When a line below contains the word "negative", it counts toward the total; give that total and nothing besides.

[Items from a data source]
******************************

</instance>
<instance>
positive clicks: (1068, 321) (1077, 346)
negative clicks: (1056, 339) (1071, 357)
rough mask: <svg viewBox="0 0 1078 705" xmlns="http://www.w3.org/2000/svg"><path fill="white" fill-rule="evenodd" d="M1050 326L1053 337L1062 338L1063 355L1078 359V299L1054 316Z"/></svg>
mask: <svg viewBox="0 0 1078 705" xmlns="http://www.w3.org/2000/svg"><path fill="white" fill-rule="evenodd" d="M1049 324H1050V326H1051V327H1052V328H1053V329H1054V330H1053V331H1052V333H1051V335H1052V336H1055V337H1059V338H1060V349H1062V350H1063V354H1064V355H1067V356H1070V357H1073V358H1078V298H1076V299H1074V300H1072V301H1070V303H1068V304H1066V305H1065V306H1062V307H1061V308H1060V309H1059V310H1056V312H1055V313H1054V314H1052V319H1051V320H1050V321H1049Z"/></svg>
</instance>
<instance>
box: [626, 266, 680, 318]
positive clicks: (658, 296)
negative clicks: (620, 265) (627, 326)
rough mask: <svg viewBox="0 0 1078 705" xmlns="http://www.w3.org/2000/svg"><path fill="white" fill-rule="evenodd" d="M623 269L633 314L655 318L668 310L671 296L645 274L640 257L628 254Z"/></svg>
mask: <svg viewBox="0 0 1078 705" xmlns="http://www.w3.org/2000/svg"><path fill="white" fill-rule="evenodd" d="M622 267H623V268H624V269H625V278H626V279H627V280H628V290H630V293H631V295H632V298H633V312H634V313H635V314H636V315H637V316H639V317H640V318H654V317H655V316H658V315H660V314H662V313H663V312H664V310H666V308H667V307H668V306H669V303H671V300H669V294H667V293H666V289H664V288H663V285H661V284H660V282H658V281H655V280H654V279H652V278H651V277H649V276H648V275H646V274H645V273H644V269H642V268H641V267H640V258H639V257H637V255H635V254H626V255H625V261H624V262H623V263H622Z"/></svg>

******************************

SOLVED EXERCISE: 2